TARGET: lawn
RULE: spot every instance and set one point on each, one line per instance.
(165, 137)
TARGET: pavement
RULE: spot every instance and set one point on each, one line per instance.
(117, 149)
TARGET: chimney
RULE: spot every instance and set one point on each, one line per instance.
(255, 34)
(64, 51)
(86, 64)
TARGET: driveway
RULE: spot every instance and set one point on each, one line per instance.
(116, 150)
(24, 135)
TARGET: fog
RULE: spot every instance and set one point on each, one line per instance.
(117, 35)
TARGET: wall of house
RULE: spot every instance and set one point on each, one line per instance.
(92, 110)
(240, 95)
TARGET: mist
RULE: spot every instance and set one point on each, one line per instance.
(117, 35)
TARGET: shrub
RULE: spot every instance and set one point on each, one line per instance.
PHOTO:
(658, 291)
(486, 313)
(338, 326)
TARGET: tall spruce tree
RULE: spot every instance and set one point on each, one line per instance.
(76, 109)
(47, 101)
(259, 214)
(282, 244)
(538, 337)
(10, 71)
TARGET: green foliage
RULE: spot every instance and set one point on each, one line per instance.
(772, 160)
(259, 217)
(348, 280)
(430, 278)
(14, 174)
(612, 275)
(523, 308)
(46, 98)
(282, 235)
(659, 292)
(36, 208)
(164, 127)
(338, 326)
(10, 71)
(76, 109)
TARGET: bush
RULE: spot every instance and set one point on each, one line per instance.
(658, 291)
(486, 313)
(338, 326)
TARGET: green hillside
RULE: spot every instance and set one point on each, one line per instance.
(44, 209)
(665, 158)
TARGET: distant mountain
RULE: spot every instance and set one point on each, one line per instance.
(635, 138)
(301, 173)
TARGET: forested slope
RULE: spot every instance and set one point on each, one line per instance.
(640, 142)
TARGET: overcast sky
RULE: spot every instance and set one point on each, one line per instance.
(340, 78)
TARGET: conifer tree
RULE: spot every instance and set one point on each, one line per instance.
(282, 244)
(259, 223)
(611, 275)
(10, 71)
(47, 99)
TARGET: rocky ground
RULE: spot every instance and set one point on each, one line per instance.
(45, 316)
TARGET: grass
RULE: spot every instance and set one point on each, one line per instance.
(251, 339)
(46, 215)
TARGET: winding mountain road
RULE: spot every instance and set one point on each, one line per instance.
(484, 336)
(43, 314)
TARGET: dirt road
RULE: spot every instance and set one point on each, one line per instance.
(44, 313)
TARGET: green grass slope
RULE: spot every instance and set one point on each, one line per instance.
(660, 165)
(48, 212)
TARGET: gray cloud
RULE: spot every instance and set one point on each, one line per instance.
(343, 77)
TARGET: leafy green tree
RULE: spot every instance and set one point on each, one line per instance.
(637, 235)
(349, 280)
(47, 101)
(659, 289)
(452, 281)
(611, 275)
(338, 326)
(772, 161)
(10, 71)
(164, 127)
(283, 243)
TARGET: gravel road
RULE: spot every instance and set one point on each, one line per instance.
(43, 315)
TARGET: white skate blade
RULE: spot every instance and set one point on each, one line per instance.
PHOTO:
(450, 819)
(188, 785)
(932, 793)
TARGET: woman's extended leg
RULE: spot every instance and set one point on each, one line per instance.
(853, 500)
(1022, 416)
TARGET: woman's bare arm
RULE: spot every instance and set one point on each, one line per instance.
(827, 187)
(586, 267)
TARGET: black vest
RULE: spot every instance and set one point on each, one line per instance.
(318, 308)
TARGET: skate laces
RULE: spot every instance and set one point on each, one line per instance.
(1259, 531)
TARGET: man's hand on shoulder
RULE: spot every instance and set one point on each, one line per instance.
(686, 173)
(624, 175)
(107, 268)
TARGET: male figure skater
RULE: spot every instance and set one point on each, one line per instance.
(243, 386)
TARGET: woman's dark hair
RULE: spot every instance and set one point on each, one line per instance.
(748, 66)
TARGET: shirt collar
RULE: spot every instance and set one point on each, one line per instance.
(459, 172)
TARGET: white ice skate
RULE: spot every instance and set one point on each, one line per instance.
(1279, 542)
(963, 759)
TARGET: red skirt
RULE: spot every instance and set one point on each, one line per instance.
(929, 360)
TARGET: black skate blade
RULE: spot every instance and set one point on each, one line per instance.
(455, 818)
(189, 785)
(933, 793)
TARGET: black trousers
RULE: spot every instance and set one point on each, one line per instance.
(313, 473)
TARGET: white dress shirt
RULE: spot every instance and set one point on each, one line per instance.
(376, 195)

TASK TO COMPLETE: Render the rows as a numbered list, beginning at the line that contains "TARGET: black skate blade" and stopping after the last row above. Leave out any blank lines.

SOLUTION TO THIS TASK:
1. TARGET: black skate blade
2. RULE: spot every instance and set one point on each, one line per instance.
3. (455, 818)
4. (189, 785)
5. (933, 793)
6. TARGET: black trousers
7. RULE: spot every instance and set one point on each, one line per instance.
8. (313, 473)
9. TARGET: white dress shirt
10. RULE: spot every instance and set one point on each, one line per instance.
11. (376, 195)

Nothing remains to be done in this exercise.